(Dataset excerpt)
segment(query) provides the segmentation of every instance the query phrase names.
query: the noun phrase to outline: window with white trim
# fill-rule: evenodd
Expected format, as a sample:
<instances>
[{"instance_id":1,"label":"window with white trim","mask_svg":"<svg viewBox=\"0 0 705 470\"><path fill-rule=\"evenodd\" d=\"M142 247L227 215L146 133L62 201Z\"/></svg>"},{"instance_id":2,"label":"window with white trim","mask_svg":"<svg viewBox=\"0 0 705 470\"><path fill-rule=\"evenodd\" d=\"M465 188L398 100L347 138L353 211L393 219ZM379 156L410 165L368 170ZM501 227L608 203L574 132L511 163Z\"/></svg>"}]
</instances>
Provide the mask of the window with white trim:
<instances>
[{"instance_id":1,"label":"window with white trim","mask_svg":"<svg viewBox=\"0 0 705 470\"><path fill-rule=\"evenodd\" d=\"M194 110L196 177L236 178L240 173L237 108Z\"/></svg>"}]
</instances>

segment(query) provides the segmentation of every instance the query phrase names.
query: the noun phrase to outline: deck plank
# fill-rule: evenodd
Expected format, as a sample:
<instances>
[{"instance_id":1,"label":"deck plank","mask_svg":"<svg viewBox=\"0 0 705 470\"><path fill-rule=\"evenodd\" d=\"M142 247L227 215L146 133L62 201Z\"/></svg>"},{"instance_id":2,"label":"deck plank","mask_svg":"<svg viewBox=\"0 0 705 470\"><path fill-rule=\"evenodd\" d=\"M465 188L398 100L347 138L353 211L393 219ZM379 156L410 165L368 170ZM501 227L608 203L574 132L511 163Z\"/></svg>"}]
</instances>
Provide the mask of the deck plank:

- **AIM**
Gather every line of the rows that contains the string "phrase", and copy each one as it appears.

- **COMPLETE RESPONSE**
segment(query) provides the segmentation of every instance the query phrase names.
query: the noun phrase to outline: window with white trim
segment(query) provides the segmentation of every instance the query phrase names.
query: the noun phrase to outline: deck plank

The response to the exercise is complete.